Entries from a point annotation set
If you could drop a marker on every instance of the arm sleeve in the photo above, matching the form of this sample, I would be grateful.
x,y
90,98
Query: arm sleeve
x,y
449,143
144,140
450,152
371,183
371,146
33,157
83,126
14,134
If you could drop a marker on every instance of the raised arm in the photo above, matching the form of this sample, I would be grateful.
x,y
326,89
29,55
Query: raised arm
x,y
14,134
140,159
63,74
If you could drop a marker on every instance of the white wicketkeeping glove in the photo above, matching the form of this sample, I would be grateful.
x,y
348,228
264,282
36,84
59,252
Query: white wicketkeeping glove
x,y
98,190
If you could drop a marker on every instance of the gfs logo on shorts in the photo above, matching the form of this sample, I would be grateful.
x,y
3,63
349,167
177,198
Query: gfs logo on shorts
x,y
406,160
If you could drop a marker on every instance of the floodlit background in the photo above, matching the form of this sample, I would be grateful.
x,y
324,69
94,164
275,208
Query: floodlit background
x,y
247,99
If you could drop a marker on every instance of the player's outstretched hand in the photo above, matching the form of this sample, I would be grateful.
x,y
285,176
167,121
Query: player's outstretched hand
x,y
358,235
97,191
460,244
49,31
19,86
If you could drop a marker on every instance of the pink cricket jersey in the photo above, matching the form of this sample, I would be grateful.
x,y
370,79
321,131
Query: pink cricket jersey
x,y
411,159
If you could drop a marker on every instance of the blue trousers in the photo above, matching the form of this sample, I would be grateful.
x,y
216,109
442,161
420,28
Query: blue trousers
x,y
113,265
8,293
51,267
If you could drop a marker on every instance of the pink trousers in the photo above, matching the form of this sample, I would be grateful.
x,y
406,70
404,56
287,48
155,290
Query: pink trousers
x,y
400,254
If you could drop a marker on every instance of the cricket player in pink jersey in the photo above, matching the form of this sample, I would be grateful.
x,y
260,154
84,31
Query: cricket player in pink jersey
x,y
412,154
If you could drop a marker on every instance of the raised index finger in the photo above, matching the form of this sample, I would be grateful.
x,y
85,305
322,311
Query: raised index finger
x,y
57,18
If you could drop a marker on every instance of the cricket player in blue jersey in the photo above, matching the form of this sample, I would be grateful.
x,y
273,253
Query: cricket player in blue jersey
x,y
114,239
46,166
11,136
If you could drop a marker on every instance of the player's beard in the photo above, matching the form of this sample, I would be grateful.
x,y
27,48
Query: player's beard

* * *

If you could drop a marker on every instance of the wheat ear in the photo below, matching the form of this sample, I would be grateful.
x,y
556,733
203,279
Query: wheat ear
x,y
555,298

-- Aim of the task --
Reproduce the records verbatim, from the line containing "blue jersey in" through the line containing "Query: player's beard".

-- Solution to the problem --
If you could drop a marker on every instance of the cricket player in blue jersey in the photo above, matching the form of this sample, I would be grateful.
x,y
273,253
Query: cricket player in blue jersey
x,y
114,239
46,166
11,136
If you could drop a marker on every instance of the player's beard in the photo above, matching the form of this sample, I would be grateful.
x,y
27,48
Query: player's beard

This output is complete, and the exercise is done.